- **What to do**
Your reply should be the records below, duplicated exactly, with any picture removed.

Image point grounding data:

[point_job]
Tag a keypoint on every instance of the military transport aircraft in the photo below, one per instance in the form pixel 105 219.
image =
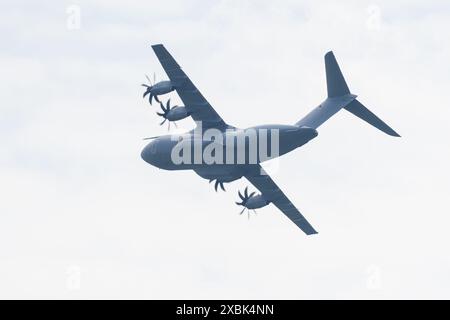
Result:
pixel 212 149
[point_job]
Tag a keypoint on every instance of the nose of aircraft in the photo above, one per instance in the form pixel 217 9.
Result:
pixel 148 154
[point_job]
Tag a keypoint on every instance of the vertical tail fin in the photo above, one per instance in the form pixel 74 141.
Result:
pixel 336 85
pixel 339 97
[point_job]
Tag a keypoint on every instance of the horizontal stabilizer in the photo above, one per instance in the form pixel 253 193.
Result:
pixel 365 114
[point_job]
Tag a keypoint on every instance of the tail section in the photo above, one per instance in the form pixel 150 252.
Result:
pixel 339 97
pixel 336 85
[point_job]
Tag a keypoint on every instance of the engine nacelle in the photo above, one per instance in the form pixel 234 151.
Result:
pixel 177 113
pixel 256 202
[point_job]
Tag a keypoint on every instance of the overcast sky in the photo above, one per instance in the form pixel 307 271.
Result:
pixel 82 216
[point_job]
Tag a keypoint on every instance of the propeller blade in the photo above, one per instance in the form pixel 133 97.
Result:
pixel 146 92
pixel 149 81
pixel 216 185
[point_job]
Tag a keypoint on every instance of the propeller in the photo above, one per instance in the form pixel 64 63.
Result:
pixel 217 184
pixel 165 113
pixel 149 88
pixel 244 200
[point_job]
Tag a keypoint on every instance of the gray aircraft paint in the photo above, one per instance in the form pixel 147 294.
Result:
pixel 290 137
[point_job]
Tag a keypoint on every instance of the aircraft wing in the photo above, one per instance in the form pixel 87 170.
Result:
pixel 271 192
pixel 199 107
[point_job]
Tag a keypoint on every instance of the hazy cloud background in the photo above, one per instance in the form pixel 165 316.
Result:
pixel 82 216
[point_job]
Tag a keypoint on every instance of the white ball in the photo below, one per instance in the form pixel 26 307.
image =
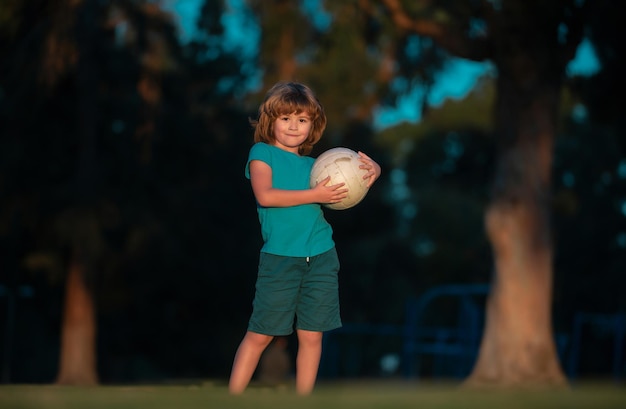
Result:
pixel 342 165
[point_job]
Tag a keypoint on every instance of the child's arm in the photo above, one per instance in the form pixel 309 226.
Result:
pixel 267 196
pixel 372 167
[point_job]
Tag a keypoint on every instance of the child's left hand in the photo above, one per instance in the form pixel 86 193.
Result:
pixel 373 168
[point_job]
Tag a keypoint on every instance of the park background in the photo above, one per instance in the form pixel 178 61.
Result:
pixel 124 132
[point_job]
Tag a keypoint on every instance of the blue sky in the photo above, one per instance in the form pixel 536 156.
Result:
pixel 454 81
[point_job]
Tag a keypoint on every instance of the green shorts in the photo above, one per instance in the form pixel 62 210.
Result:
pixel 304 290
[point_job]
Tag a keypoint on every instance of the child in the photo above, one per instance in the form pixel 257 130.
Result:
pixel 298 265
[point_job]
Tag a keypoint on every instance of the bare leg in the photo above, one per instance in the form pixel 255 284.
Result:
pixel 308 360
pixel 246 360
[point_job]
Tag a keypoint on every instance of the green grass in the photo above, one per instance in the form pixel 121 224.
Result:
pixel 340 395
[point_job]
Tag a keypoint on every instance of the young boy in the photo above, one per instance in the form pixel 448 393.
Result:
pixel 298 265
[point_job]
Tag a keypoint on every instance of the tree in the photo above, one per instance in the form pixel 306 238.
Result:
pixel 530 44
pixel 66 55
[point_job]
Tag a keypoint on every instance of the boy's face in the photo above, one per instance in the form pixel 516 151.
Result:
pixel 291 130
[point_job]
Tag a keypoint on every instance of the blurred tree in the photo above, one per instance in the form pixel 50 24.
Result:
pixel 530 44
pixel 125 137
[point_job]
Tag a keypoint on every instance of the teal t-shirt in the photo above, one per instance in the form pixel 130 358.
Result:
pixel 296 231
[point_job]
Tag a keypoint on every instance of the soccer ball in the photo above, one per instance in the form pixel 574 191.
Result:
pixel 342 165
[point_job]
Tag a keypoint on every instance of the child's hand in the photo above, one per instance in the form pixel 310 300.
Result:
pixel 330 194
pixel 373 169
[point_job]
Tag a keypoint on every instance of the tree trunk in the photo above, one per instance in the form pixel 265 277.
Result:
pixel 518 347
pixel 78 333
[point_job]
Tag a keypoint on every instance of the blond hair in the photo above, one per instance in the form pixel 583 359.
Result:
pixel 286 98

- **Answer to the exercise**
[point_job]
Tag a keypoint on every instance of the military transport aircraft in the photo below, one per instance in the form pixel 105 219.
image =
Result:
pixel 212 149
[point_job]
Tag a keypoint on every instance of the nose of aircraft in the photo above, one per instance in the form pixel 217 9.
Result:
pixel 148 154
[point_job]
Tag a keypoint on every instance of the vertical tail fin in the photo above, one per instance in the form pixel 74 141.
Result:
pixel 336 85
pixel 339 97
[point_job]
Tag a keypoint on every instance of the horizontal stabilizer in the photo above, one per instance in the form pixel 253 193.
Result:
pixel 365 114
[point_job]
Tag a keypoint on every instance of the tail section in the photo above, one per instance in the form pixel 150 252.
Result:
pixel 339 97
pixel 336 85
[point_job]
Tag a keypoint on every instance of the engine nacelle in the photo above, one per instance in the form pixel 234 151.
Result:
pixel 177 113
pixel 256 202
[point_job]
Tag a keypoint on every instance of the overcast sky in the photo above, one per instance in the form pixel 307 271.
Result:
pixel 82 216
[point_job]
Tag a keypoint on every instance of the propeller blade in the photo above, one per instance in the form pixel 133 97.
Result:
pixel 146 92
pixel 149 81
pixel 216 185
[point_job]
Tag a keypoint on every instance of the propeller in the photo above, one per instance in the form pixel 64 63.
Result:
pixel 217 184
pixel 165 113
pixel 149 88
pixel 244 200
[point_job]
Tag a keypoint on every instance of the gray aircraft paint in the photo above, one per instance in the form pixel 147 294.
Result:
pixel 290 137
[point_job]
Tag a keypoint on every instance of the aircraft wing in the photo above, one per instance in the form pixel 87 170.
Result:
pixel 271 192
pixel 199 107
[point_job]
Tag a keypoint on every instance of the hazy cloud background in the photo above, one per instance in the form pixel 165 316.
Result:
pixel 82 216
[point_job]
Tag a keypoint on every instance of the white ball in the photo below, one per instance in the form pixel 26 307.
image =
Result:
pixel 342 165
[point_job]
Tag a keypoint on every instance of the child's arm in the photo above, one per instance in the form pixel 309 226.
Result:
pixel 267 196
pixel 372 167
[point_job]
Tag a keypoint on every instance of the child's left hand in the photo above, one per instance in the form pixel 86 193.
Result:
pixel 373 168
[point_job]
Tag a keypoint on every instance of the park background in the photo above, one per instance in the form pixel 178 61.
Result:
pixel 124 132
[point_job]
Tag a keypoint on every instance of the blue sky in the photo above, one per instance in the form pixel 536 156.
Result:
pixel 454 81
[point_job]
Tag a keypoint on every instance of the green shorts in the photo above, one per instance in the form pixel 62 210.
Result:
pixel 304 290
[point_job]
Tag a keypoint on every instance of the child in the photo above, one per instance in the form pixel 257 130.
Result:
pixel 298 265
[point_job]
Tag a keypoint on every instance of the bare leg in the photo above, one per instance in the form pixel 255 284.
Result:
pixel 308 360
pixel 246 360
[point_job]
Tag a keypoint on every instance of the green grass in the photo above, one per instance in the form pixel 121 224.
Result:
pixel 340 395
[point_job]
Tag a keypoint on every instance of the young boy in the photo above, one per instance in the form pixel 448 393.
Result:
pixel 298 265
[point_job]
Tag a keypoint on every instance of the tree in the photo above, one per instance in the form pixel 306 238.
Result:
pixel 530 44
pixel 66 55
[point_job]
Tag a keypoint on every instance of the boy's face in the photo above, one per instance in the form pixel 516 151.
Result:
pixel 291 130
[point_job]
Tag a keypoint on every instance of the blurred tree in the photo above, one per instance in the form pixel 50 24.
Result:
pixel 530 44
pixel 125 137
[point_job]
Tag a keypoint on every instance of the teal t-shirt in the photo above, one per instance in the form pixel 130 358.
Result:
pixel 296 231
[point_job]
Tag a keypoint on every instance of the soccer ball in the photo above, one per instance in the form pixel 574 191.
Result:
pixel 342 165
[point_job]
Tag a keypoint on every instance of the child's hand in the photo above, one per instance in the form pixel 310 300.
Result:
pixel 330 194
pixel 373 169
[point_job]
Tag a keypoint on every instance of the tree trunk in the photo above, one per instance in the form pixel 265 277.
Result:
pixel 518 347
pixel 78 333
[point_job]
Tag a keypoint on every instance of the blond hair in the photo above, one per instance in the form pixel 583 359.
Result:
pixel 286 98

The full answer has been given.